(Records from a dataset)
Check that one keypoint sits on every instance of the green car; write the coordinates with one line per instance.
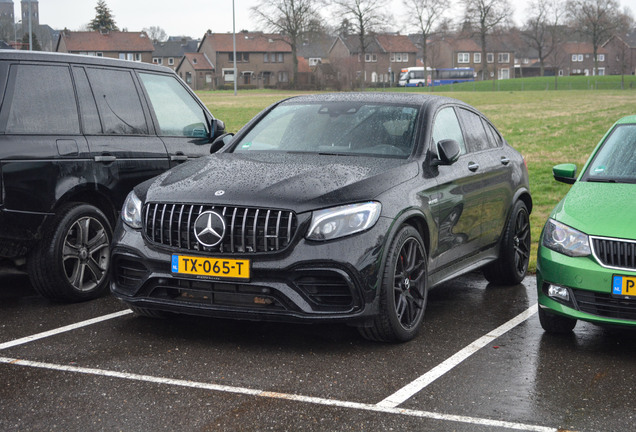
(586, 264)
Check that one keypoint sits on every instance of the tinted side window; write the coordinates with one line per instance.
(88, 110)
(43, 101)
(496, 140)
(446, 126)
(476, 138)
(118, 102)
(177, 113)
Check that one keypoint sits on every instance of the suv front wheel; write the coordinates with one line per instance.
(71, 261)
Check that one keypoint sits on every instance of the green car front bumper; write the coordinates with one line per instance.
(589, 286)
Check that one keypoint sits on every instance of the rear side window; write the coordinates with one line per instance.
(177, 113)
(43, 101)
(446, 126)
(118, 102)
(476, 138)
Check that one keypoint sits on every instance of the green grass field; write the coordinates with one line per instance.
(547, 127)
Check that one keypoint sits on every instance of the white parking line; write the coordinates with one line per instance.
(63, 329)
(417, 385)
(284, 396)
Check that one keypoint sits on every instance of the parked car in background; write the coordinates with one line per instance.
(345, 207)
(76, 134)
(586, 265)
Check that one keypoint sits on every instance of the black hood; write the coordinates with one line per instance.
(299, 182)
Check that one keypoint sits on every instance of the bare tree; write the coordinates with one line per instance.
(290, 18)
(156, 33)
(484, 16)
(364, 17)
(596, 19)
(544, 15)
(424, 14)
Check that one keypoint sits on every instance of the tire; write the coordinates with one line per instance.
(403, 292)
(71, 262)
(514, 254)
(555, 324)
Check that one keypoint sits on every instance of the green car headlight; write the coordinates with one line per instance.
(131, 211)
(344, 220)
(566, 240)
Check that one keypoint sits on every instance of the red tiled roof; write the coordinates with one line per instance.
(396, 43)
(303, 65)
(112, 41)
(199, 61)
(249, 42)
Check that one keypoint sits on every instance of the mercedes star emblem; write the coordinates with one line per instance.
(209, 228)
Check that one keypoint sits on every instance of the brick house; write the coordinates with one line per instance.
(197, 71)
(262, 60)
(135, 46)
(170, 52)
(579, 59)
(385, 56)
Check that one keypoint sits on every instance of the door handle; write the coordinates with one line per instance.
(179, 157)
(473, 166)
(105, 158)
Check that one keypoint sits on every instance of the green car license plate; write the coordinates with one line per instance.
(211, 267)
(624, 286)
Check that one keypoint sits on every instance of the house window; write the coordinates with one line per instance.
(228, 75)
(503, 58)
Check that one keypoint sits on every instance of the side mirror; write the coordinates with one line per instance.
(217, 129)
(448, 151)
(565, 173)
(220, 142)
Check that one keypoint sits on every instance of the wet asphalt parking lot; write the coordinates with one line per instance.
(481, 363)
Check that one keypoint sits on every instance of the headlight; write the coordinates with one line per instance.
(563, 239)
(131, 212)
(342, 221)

--

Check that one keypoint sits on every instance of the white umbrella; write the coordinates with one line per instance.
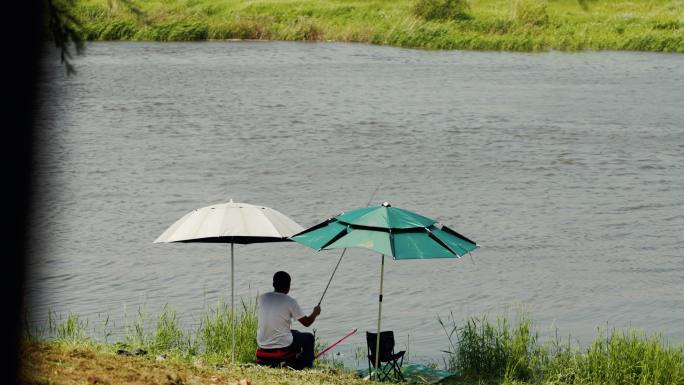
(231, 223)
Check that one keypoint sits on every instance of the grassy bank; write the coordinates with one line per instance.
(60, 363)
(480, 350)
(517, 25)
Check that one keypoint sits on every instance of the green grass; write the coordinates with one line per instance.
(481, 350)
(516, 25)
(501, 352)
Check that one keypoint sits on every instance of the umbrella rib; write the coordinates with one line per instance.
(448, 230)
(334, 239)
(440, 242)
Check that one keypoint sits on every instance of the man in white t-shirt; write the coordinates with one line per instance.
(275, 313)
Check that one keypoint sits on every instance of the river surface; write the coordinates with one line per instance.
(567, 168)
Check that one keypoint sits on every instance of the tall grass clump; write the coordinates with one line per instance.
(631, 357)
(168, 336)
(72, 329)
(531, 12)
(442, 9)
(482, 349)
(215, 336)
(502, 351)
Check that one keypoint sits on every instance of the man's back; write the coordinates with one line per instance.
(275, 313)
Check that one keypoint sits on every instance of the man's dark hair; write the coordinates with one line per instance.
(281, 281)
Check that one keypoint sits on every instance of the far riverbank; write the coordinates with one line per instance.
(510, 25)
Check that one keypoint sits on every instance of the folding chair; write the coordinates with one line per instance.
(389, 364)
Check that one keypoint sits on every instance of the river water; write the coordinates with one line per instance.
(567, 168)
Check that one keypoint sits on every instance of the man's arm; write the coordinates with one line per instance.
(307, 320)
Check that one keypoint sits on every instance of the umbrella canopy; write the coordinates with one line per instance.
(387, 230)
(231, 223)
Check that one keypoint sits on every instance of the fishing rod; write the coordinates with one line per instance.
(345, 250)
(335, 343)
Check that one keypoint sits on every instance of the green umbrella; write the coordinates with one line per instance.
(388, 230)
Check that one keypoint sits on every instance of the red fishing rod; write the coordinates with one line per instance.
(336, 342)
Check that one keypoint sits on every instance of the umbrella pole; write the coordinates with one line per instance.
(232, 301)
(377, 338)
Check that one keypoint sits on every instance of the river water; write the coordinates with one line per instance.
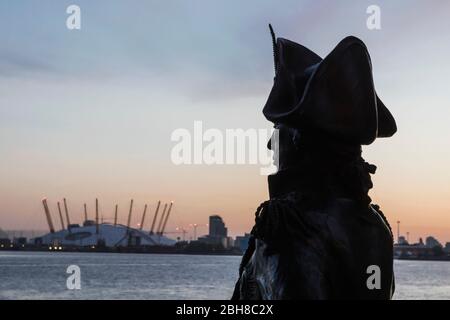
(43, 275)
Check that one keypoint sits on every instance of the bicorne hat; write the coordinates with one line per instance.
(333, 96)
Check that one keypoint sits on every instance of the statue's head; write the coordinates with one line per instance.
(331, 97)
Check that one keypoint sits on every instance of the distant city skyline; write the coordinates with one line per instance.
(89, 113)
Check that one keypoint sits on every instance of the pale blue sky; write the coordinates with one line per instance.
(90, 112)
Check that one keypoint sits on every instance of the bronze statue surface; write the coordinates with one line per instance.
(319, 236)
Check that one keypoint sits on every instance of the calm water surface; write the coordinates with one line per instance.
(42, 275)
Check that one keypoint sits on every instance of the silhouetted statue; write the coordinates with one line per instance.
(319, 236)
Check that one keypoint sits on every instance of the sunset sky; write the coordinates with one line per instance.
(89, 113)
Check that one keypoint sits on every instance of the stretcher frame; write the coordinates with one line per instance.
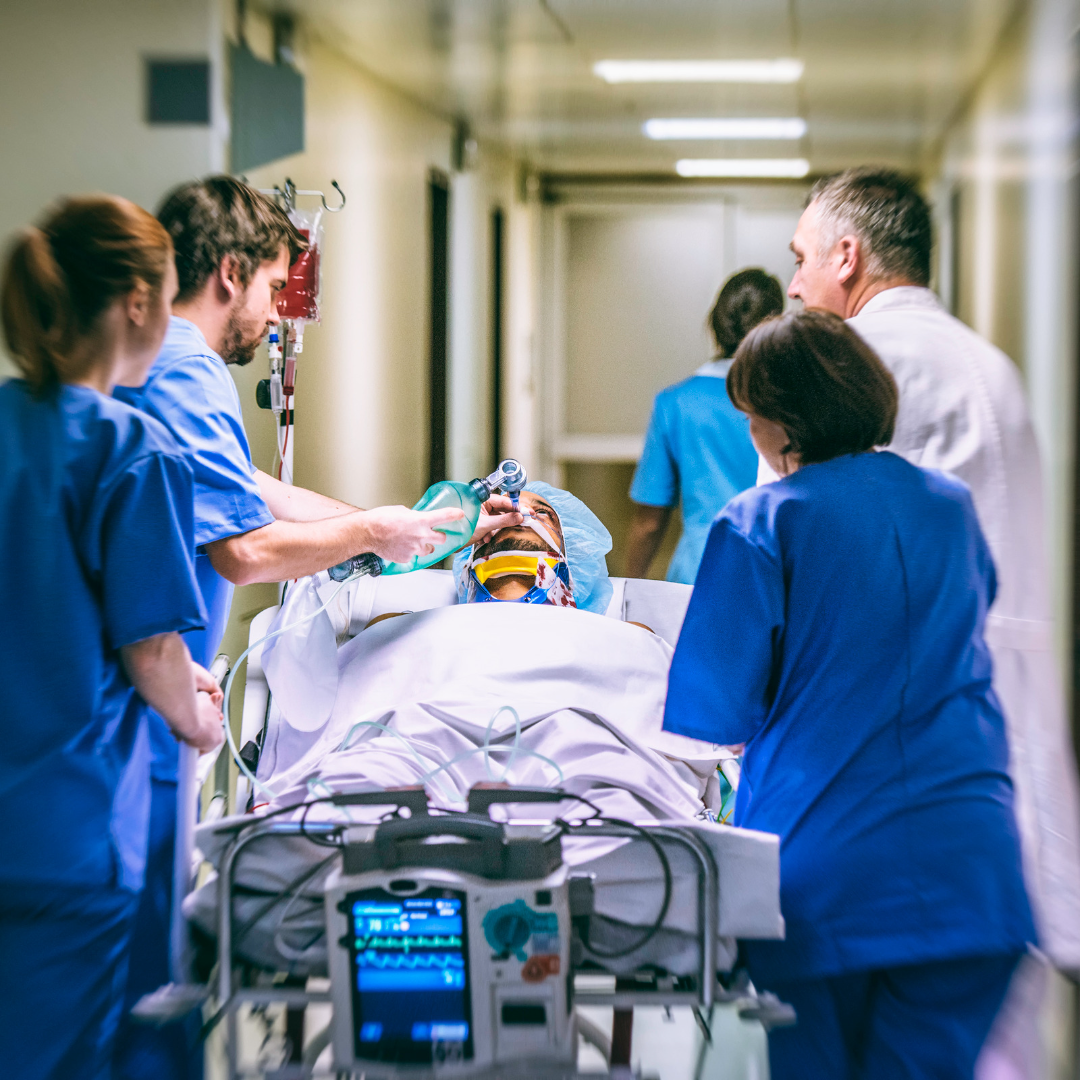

---

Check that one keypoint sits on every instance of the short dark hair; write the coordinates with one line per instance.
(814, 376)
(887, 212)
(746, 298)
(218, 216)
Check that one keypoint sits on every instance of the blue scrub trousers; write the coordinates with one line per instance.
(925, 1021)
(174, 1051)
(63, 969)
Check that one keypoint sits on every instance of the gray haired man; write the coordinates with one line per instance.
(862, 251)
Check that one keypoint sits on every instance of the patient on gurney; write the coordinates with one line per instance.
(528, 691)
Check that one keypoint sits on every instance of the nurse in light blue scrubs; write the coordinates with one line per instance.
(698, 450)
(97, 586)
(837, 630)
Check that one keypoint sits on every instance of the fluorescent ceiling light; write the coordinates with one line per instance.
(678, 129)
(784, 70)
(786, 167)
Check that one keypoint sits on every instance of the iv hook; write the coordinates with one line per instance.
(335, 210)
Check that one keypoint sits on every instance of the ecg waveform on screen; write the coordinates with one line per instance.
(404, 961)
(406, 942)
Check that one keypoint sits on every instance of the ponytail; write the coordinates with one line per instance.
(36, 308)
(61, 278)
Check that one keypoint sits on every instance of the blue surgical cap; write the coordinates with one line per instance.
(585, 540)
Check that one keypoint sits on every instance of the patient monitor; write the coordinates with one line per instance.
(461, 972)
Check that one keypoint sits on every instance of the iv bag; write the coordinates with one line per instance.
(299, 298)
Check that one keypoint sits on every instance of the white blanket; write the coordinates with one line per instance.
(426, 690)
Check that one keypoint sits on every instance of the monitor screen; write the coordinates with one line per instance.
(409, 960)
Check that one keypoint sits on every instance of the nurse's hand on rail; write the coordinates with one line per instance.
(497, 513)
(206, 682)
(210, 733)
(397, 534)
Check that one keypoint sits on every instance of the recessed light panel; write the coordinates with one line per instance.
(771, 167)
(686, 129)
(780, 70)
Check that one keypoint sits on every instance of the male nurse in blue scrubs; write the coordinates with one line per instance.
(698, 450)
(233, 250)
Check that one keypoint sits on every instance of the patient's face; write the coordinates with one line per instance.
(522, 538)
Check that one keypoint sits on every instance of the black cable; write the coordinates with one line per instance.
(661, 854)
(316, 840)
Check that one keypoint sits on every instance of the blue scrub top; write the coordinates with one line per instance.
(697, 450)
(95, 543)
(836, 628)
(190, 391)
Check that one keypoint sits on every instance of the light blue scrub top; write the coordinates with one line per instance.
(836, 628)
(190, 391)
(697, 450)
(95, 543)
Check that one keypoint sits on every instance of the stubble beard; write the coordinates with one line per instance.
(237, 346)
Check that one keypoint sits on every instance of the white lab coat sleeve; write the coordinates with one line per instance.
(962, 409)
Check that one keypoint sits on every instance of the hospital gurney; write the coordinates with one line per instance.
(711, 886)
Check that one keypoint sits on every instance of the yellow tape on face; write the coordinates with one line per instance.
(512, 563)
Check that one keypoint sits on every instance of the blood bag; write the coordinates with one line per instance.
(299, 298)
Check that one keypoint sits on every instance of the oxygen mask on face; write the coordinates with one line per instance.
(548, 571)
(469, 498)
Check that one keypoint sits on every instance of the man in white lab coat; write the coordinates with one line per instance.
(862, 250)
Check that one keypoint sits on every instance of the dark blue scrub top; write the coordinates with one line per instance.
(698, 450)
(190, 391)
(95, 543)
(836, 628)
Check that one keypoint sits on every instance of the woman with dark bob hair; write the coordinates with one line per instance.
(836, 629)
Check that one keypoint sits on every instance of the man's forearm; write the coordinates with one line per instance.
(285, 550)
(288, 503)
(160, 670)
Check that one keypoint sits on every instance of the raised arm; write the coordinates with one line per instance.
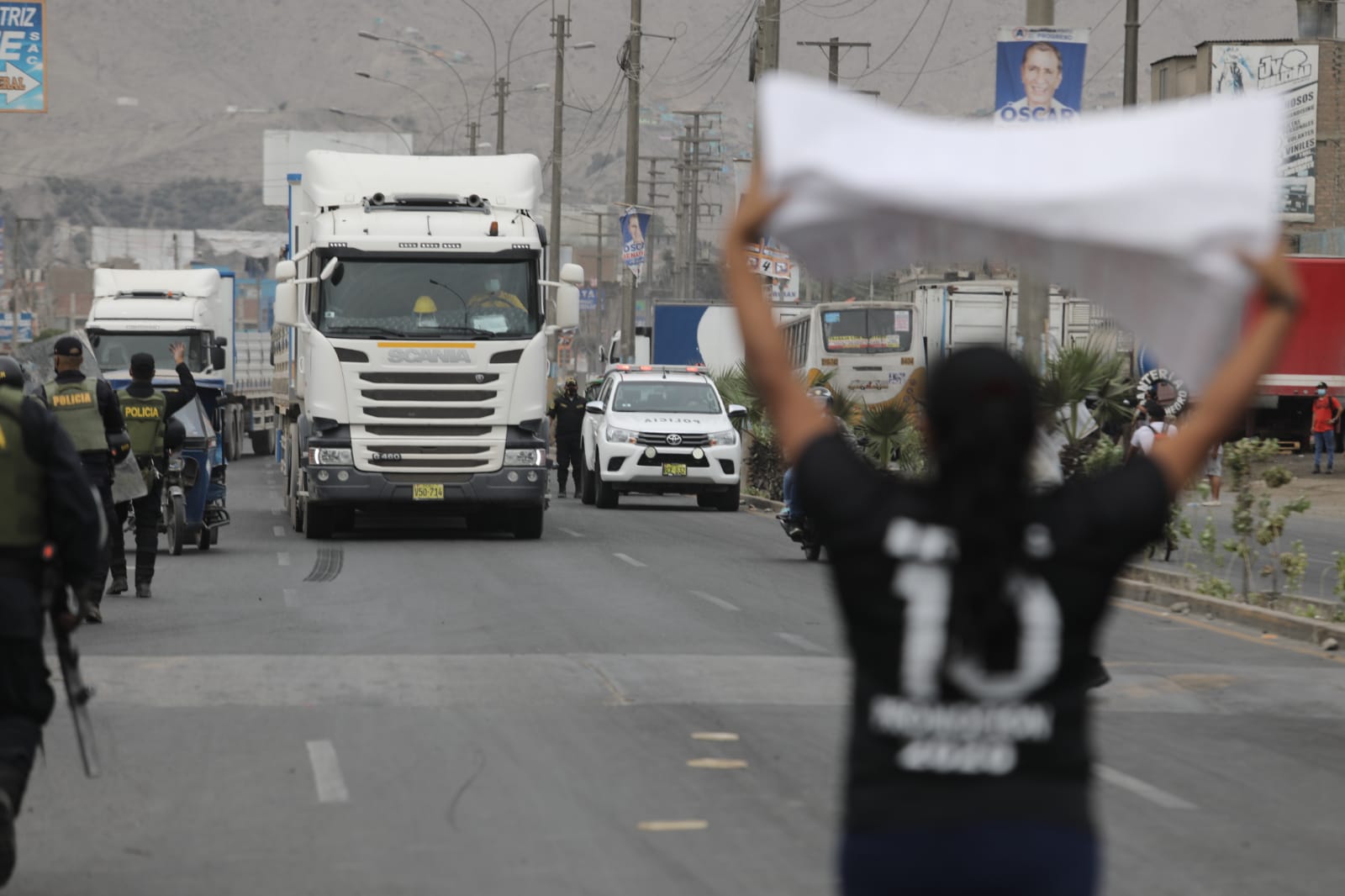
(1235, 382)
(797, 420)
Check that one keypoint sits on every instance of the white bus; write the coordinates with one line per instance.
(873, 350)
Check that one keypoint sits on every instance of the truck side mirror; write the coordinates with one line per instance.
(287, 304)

**Stated problem:**
Collect every line of the records above that contains the string "headlight", treating uppercase and lowercase letters as distinct.

**Output below:**
Check that one keypoint sits on every instance of the green car headlight; write the coordinates with one line per instance.
Check that one keypoint sits on every instance of the headlight; write the coordinates with one line per instance.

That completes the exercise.